+++ Data for this task +++
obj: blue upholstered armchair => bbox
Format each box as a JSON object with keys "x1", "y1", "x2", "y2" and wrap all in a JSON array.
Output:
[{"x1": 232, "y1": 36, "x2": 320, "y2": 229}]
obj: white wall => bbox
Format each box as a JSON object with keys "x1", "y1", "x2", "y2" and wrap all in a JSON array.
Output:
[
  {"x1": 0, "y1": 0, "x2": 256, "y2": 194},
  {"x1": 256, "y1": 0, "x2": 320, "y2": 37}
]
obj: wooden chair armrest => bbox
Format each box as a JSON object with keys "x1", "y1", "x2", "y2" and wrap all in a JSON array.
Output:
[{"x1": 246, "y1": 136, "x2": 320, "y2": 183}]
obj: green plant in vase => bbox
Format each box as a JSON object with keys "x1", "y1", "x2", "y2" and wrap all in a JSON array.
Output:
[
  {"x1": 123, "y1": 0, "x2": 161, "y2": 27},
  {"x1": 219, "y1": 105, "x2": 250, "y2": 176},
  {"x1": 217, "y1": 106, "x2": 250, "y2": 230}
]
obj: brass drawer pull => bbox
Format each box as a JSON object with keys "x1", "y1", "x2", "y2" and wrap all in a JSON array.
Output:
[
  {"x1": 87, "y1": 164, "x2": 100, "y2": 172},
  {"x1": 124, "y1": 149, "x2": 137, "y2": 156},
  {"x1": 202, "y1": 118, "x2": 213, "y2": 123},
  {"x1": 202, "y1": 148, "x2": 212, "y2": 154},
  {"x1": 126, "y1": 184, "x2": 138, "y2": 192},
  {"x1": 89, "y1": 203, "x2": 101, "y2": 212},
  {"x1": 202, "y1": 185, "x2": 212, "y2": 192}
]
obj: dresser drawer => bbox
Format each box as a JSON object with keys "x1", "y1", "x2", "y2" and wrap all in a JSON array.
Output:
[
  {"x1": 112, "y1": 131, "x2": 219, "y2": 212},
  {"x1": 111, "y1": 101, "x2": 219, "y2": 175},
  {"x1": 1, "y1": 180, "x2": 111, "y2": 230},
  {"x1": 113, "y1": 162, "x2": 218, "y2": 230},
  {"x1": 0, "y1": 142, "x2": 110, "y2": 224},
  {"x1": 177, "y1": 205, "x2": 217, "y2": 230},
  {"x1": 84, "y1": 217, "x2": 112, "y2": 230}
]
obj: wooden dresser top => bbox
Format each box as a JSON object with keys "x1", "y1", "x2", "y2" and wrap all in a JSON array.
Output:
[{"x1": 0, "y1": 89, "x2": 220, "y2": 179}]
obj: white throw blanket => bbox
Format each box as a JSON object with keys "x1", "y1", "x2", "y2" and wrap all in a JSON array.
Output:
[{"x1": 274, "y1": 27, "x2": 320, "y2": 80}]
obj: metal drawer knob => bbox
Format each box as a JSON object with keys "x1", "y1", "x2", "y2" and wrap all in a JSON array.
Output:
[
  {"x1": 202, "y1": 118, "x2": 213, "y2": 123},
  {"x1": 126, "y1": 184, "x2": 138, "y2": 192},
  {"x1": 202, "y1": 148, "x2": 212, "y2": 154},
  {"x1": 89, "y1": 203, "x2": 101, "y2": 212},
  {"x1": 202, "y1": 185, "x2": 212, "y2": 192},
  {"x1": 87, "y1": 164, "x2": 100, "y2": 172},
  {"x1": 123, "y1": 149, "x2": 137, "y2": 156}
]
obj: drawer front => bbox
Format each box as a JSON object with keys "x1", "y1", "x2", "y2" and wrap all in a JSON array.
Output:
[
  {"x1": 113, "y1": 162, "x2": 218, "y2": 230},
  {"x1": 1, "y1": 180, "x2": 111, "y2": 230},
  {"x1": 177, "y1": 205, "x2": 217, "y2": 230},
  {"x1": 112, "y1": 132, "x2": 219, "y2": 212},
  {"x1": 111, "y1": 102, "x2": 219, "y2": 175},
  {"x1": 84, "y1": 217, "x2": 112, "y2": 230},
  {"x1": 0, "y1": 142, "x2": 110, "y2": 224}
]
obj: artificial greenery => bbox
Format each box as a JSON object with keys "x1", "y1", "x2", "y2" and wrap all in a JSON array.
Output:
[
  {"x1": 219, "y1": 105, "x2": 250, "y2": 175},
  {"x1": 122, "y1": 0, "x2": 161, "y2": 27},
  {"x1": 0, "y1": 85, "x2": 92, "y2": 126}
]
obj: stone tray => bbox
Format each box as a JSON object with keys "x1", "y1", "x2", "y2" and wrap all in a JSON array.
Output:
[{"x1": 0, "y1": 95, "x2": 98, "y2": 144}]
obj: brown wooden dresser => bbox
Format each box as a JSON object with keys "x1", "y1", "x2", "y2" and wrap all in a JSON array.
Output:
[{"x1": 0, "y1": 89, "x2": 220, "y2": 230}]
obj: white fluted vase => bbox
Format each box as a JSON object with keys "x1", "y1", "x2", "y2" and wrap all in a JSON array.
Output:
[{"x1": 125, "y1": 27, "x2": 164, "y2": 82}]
+++
Copy word for word the part of the records that opens with the line containing "obj: white fluted vase => bbox" and runs through the end of the records.

obj: white fluted vase => bbox
Format each box as a JSON object with keys "x1", "y1", "x2", "y2" and wrap all in a JSON array.
Output:
[{"x1": 125, "y1": 27, "x2": 164, "y2": 82}]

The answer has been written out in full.